**Challenge 1:**
In the article on Trump's victory and the UK Budget, how much are the tax rises Reeves announced worth?

┄┄┄┄┄┄

UK heads left, US heads right

Donald J. Trump has swept his way to presidential victory for the second time. In a historic landslide on 6 November, he defied expectations by winning all seven of the critical swing States and gaining “an unprecedented and powerful mandate” for the Republican party. The polls predicting a tight battle were wrong. Not only did Trump surpass the 270 Electoral College votes needed to secure the presidency, he won the popular vote. According to The Washington Times, this is “the equivalent of a political earthquake”: his win reconfigured the electoral map and broke down Blue Wall strongholds.

Trump’s resounding success gives us Brits something to think about, especially in light of the recent Budget of 30 October. This was the first Labour Budget to be announced after nearly 15 years and its content is laid out in the House of Lords Library.

As the past week has shown us, Americans have rejected Bidenomics in favor of right-wing economic policies: an America-first, pro-business model which focuses on growth and lower taxation, while reducing waste and cracking down on immigration. The UK government, on the other hand, is promoting hard-line socialist economic principles reminiscent of the 1970s. As Rachel Reeve’s Budget makes clear, this is tax-and-spend on a massive scale. The BBC outlines the key points at a glance and The Telegraph goes into more depth about the first winners and losers here.

Rachel Reeves, Chancellor of the Exchequer (Credit: Getty images)

Reeves has announced tax rises worth £40 billion to fund public services such as the NHS. These are the biggest tax rises since 1993, and cover inheritance tax, NIC employer contributions, capital gains tax, and VAT on private school fees. The Budget also announced £140 billion in borrowing over the life of the parliament, which takes the already strained tax burden to its highest level since World War II.

Reeves’ increased public spending comes at the expense of the private sector, so these tax hikes risk edging people out of the labor market and crushing economic growth. Margaret Thatcher’s immemorial words come to mind: “There is no such thing as ‘public money’ – there is only taxpayers’ money”. “It’s no good thinking that someone else will pay…That someone else is you”. Spectator TV has more, bolstering its excellent video content with articles on securonomics and growth: ‘This is nothing to brag about’ – how Labour’s first Budget will crush growth.

The Budget is harsh on small business owners, who apparently do not qualify as “working people” (whose taxes the Labour Party manifesto promised not to increase) – although Rachel Reeves and Keir Starmer cannot get their definitions quite straight. It is harsh on all businesses that employ people, in fact, since Employer NIC is paid on every employee in the private sector: this includes small as well as big companies. Sam Ashworth-Hayes and Annabel Denham at The Telegraph are not in the mood to pull any punches, claiming that the Budget has sown the seeds for Labour’s destruction. They assert that “Sir Keir Starmer’s decision to plunder the private sector to expand the public realm is a huge risk – to him and the country”.

┄┄┄┄┄┄

**Challenge 2:**
Please rewrite the stretch of records from the line that contains "Spot low rise" through the line that contains "963, 0, 1399, 60", both included, and give only those lines. Keep each request unchanged. Multiply every bounding-box coordinate in the answers by 0.75 and round to whole numbers, rounding halves up.

┄┄┄┄┄┄

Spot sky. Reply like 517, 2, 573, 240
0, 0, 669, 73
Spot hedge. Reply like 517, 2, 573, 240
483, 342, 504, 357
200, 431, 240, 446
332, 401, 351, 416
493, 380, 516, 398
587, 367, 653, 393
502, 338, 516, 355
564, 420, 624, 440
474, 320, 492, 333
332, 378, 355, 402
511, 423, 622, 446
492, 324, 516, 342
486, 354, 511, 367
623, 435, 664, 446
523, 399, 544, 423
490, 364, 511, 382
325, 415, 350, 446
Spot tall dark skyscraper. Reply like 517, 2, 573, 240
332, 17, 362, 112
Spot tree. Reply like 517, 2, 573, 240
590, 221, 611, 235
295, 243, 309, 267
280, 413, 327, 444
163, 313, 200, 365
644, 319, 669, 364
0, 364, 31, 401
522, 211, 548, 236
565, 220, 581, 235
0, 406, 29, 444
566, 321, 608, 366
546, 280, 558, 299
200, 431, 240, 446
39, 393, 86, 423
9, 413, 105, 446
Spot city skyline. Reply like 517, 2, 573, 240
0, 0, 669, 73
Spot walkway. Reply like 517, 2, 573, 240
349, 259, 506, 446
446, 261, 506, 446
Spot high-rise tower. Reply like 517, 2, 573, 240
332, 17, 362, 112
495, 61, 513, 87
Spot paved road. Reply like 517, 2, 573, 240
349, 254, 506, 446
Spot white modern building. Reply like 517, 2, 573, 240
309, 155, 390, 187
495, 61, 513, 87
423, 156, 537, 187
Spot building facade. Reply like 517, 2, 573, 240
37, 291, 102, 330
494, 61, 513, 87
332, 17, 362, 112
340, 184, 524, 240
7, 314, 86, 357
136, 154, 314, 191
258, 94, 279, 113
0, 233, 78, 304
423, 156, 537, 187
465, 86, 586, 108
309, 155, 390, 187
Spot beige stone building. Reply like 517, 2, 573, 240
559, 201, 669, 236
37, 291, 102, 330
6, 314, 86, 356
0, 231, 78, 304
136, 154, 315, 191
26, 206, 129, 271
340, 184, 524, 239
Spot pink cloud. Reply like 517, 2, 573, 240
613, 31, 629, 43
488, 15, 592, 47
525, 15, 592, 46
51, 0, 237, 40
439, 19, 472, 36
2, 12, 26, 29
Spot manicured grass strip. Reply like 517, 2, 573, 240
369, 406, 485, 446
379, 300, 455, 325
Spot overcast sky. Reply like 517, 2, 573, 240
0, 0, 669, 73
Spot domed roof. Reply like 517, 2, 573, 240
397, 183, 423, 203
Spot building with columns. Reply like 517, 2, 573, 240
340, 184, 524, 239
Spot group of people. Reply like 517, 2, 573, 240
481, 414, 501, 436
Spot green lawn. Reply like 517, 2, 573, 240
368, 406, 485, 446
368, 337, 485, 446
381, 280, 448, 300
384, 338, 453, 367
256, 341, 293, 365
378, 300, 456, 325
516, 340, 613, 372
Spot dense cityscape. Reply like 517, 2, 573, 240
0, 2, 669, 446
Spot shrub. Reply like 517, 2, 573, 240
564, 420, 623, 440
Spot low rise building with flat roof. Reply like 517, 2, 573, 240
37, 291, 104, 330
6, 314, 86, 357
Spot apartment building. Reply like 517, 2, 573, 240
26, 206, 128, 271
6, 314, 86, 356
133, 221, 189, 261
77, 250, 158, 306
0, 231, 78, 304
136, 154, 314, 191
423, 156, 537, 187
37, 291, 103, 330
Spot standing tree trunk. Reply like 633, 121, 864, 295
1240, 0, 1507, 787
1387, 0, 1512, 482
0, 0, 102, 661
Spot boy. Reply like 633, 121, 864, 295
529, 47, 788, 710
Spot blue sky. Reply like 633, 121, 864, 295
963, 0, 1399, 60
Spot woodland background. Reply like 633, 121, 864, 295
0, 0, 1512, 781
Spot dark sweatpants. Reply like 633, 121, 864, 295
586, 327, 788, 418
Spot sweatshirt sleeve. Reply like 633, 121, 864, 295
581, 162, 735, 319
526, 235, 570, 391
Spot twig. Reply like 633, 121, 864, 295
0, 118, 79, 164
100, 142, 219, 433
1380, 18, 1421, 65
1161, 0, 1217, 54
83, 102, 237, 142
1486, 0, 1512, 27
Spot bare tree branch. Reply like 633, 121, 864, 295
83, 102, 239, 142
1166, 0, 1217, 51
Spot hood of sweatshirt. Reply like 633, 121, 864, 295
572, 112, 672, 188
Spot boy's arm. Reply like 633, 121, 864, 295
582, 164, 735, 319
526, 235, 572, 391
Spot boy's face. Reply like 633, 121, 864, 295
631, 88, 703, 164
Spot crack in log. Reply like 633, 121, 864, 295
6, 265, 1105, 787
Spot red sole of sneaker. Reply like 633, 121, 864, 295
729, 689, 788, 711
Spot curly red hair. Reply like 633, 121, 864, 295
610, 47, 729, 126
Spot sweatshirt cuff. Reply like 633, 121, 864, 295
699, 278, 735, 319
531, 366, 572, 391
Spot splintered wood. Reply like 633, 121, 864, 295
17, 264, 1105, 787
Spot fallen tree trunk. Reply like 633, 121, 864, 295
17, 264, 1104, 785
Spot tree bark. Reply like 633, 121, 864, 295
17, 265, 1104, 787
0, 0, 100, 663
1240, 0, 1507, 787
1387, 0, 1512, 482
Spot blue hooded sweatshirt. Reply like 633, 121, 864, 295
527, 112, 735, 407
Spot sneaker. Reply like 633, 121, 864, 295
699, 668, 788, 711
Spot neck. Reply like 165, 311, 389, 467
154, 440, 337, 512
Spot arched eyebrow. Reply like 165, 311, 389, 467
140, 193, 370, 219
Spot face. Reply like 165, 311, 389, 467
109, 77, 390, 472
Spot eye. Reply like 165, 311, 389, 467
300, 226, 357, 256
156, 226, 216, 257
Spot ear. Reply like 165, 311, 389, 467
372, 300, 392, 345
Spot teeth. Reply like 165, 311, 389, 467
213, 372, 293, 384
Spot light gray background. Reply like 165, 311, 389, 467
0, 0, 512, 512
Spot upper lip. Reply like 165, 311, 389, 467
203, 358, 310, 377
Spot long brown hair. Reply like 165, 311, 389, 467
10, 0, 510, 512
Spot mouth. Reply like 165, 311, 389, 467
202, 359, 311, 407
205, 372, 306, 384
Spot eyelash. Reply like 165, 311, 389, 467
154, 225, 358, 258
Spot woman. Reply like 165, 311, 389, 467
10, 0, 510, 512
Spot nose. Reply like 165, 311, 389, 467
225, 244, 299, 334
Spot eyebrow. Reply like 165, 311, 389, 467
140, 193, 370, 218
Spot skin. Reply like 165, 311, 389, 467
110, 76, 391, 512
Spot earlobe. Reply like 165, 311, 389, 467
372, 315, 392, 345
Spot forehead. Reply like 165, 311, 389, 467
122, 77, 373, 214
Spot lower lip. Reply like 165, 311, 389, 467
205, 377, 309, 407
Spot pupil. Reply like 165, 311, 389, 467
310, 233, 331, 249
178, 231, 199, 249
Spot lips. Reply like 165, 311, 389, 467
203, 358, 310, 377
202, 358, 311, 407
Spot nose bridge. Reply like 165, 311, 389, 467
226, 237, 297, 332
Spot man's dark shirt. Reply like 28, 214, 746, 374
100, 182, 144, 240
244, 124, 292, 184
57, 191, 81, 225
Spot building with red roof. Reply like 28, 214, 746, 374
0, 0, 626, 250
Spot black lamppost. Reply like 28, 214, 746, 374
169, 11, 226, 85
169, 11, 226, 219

┄┄┄┄┄┄

**Final answer 1:**
£40 billion.

**Final answer 2:**
Spot low rise building with flat roof. Reply like 517, 2, 573, 240
28, 218, 78, 248
5, 236, 65, 268
Spot apartment building. Reply like 517, 2, 573, 240
20, 155, 96, 203
5, 236, 65, 267
100, 166, 142, 196
58, 188, 119, 230
0, 173, 59, 228
102, 116, 236, 143
317, 117, 403, 140
28, 218, 77, 248
Spot standing tree trunk. Reply like 633, 121, 864, 295
930, 0, 1130, 590
1040, 0, 1134, 362
0, 0, 77, 496
Spot boy. Reply like 633, 121, 864, 295
397, 35, 591, 533
Spot blue sky. Reply like 633, 121, 864, 295
722, 0, 1049, 45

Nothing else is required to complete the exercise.